((

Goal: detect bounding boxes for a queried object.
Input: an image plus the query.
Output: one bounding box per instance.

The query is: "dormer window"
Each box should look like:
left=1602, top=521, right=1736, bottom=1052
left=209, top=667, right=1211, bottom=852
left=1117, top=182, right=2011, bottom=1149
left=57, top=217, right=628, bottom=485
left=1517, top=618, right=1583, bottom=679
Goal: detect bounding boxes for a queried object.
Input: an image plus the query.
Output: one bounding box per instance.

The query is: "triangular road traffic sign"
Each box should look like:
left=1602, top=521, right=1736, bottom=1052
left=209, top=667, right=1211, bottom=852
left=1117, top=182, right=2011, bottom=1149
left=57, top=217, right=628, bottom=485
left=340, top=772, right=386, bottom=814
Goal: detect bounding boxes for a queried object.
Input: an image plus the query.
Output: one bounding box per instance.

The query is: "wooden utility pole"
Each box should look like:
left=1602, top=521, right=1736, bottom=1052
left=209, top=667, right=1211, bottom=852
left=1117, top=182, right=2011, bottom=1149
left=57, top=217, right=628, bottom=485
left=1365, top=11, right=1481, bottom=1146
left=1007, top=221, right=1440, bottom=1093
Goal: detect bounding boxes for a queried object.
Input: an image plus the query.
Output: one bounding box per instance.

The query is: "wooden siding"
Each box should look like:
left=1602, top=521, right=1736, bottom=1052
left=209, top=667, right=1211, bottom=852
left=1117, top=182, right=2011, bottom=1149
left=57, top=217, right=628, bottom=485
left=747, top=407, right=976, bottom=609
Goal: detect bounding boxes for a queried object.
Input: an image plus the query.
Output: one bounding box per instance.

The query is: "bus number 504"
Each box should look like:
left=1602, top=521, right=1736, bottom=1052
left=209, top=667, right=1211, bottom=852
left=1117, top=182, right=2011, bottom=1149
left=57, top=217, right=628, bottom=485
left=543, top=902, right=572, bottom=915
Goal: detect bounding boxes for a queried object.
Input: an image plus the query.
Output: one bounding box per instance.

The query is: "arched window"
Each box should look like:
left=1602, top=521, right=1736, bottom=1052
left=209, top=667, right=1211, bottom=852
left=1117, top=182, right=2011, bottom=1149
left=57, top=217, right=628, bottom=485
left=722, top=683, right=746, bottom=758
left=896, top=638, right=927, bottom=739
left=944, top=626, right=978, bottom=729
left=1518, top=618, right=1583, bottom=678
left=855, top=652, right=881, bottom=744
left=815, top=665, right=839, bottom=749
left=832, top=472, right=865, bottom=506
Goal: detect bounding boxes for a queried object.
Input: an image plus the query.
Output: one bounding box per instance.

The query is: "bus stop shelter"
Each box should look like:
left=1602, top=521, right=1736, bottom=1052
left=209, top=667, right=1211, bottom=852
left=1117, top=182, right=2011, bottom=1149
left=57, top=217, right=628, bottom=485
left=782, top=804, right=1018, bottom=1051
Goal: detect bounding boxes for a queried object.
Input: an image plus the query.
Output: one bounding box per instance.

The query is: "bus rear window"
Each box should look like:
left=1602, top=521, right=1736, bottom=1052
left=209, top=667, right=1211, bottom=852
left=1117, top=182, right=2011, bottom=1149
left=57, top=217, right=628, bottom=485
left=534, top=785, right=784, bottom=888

))

### Your assignment
Each entry in the listing is to be output exactly as given.

### Completed exercise
Goal: detect bounding boxes for a queried object.
Input: an image plus the query.
Output: one bounding box per instance.

The query is: "dormer window"
Each box should look like:
left=1602, top=521, right=1736, bottom=1052
left=209, top=667, right=1211, bottom=852
left=1117, top=182, right=2011, bottom=1149
left=57, top=217, right=628, bottom=485
left=1517, top=618, right=1583, bottom=679
Goal: detect bounding boxes for a queried object.
Input: an image plus the query.
Output: one bounding box per instance.

The query is: "triangular road traffic sign"
Each box should look like:
left=1602, top=521, right=1736, bottom=1052
left=209, top=667, right=1211, bottom=852
left=1117, top=182, right=2011, bottom=1149
left=57, top=217, right=628, bottom=485
left=340, top=772, right=386, bottom=814
Goal: detect bounding boxes for a queried object.
Input: an image plus the query.
Output: one bounding box per instance.

The query is: "wooden utility pole"
Each box should look like:
left=1602, top=521, right=1736, bottom=1052
left=209, top=667, right=1211, bottom=852
left=1117, top=182, right=2011, bottom=1149
left=57, top=217, right=628, bottom=485
left=1365, top=11, right=1481, bottom=1146
left=1007, top=221, right=1440, bottom=1093
Goal: detect bounding boxes for a queried object.
Input: an image plus the query.
Output: one bounding box per instance.

The query is: "wooden siding"
Each box should look like:
left=1602, top=521, right=1736, bottom=1052
left=209, top=667, right=1211, bottom=852
left=1117, top=182, right=2011, bottom=1149
left=57, top=217, right=628, bottom=485
left=747, top=407, right=976, bottom=609
Goal: detect bounding boxes for a queried object.
Input: an image plus the query.
Output: one bounding box per instance.

The query is: "bus number 504"
Each box should look like:
left=1602, top=521, right=1736, bottom=1052
left=209, top=667, right=1211, bottom=852
left=1117, top=182, right=2011, bottom=1149
left=57, top=217, right=628, bottom=485
left=543, top=902, right=572, bottom=915
Goal: detect bounding boxes for a queried object.
Input: an image plus the query.
Output: one bounding box per instance.

The query is: "arched window"
Each box should look like:
left=1602, top=521, right=1736, bottom=1052
left=209, top=667, right=1211, bottom=852
left=1117, top=182, right=2011, bottom=1149
left=57, top=217, right=628, bottom=485
left=722, top=683, right=746, bottom=758
left=896, top=638, right=927, bottom=739
left=944, top=626, right=978, bottom=729
left=1518, top=618, right=1583, bottom=678
left=855, top=652, right=881, bottom=744
left=815, top=665, right=839, bottom=749
left=832, top=472, right=865, bottom=506
Goal: detect bounding boxes for a queried object.
Input: an image plus the query.
Output: one bounding box per instance.

The query is: "bus stop shelter"
Each box should look like:
left=1602, top=521, right=1736, bottom=1052
left=209, top=667, right=1211, bottom=852
left=1117, top=182, right=2011, bottom=1149
left=57, top=217, right=628, bottom=485
left=782, top=804, right=1018, bottom=1051
Goal: detect bounding boxes for a queried object.
Input: an image plus the query.
Output: one bounding box per instance.

The query is: "bus rear window"
Each box should look like:
left=1602, top=521, right=1736, bottom=1052
left=209, top=667, right=1211, bottom=852
left=1117, top=182, right=2011, bottom=1149
left=57, top=217, right=628, bottom=485
left=534, top=785, right=784, bottom=888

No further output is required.